◆ Required work ◆
Copy out every line of the records below, the requests included, and shift each bounding-box coordinate in the answers up by 109.

▬▬▬▬▬▬

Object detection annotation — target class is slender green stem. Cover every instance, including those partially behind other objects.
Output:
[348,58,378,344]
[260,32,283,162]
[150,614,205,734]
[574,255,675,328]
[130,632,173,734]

▬▬▬▬▬▬

◆ Correct output ◆
Object detection annotation — target class is slender green stem. Cover every instance, including those partially behind other objects.
Output:
[457,167,487,453]
[369,141,392,271]
[259,723,314,843]
[683,364,784,437]
[239,741,282,843]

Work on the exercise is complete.